▶ **Aim of the exercise**
Please copy out all of the material below word for word, leaving the pictures out of your answer.

▶ **Input data**
++++++++
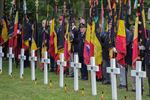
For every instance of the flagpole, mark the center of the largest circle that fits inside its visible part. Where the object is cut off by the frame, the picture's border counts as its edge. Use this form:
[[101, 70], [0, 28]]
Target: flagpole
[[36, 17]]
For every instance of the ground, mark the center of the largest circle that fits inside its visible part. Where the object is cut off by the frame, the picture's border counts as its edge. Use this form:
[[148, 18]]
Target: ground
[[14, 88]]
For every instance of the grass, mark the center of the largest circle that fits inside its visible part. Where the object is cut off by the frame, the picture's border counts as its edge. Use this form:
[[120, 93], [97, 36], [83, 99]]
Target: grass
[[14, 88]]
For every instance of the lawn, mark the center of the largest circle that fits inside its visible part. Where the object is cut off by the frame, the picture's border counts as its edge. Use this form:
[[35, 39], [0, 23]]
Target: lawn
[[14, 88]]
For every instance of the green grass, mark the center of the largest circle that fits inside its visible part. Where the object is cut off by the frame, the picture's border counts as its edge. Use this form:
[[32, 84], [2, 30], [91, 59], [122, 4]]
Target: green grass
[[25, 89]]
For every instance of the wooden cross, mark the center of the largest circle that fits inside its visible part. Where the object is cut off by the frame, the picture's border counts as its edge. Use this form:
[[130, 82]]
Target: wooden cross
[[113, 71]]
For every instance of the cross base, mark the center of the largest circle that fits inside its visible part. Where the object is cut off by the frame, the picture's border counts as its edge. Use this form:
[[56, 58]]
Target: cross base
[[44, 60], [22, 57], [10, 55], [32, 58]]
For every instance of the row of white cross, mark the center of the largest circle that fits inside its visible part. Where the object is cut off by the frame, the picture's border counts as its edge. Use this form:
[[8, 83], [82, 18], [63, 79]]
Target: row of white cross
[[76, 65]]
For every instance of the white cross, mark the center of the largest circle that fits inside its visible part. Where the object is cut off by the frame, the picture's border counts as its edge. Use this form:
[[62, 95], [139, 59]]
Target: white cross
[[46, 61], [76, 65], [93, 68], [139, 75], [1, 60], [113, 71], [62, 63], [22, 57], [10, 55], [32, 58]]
++++++++
▶ **In response**
For every instance of the flagpole, mark the center of the largest circle that fits inside its visible part. Where the object is cut off by the frame, the picture's border counts as its edge. Use this form:
[[101, 70], [0, 28]]
Target: flagpole
[[36, 17]]
For every instance of the ground, mark the center of the largest circle that fits inside its visible part. Where the object is cut off by the frame, the picture's border counts as its edge. Use this form:
[[148, 18]]
Target: ground
[[14, 88]]
For every instance of the grass, mark the center of the largest circle that fits inside its visible part. Where the object is cut off by the frame, the picture's border counts as its edge. Use this form:
[[120, 93], [97, 36], [83, 99]]
Target: grass
[[14, 88]]
For every instance of the lawn, mark the center of the largest circle that fits inside its visible part. Where the object is cut off by the frame, the picture's border counts as its edge. Use this form:
[[35, 39], [0, 23]]
Target: lawn
[[14, 88]]
For every instance of the green grass, mark the center of the largest circle that fits inside its visible part. Where the object is cut off by the frame, the picture's border counts as its edge. Use this form:
[[32, 84], [2, 30], [91, 59], [122, 4]]
Target: green grass
[[25, 89]]
For every instance of the wooden cross, mark the center of the largest circle that fits inside its visible part. Where the object is cut off by the frame, the picture's border counts as its edge. Use this form:
[[130, 82]]
Target: wooden cross
[[113, 71]]
For every instance of the cross base, mark the center of the largest circle that fits inside its visible part. Where the object is cut off by the frame, the picture's border counts as its edge. Use this form:
[[56, 58]]
Target: cross base
[[44, 60], [22, 57], [10, 55], [32, 58]]
For every instance of the row of white cross, mark the center of the largest circle that fits inside its visible part. Where the object is cut off by the frame, the picture's border counts as its edge. Use this form:
[[8, 83], [82, 18], [63, 79]]
Target: row of white cross
[[76, 65]]
For every instance of the white cross, mark the center of the largest circle that fits inside its visible part. Where the object is cut off by the frame, the picture's border counts as its edge. Use this form:
[[62, 95], [139, 59]]
Target: white cross
[[46, 61], [76, 65], [93, 68], [139, 75], [1, 60], [113, 71], [62, 63], [22, 57], [10, 55], [32, 58]]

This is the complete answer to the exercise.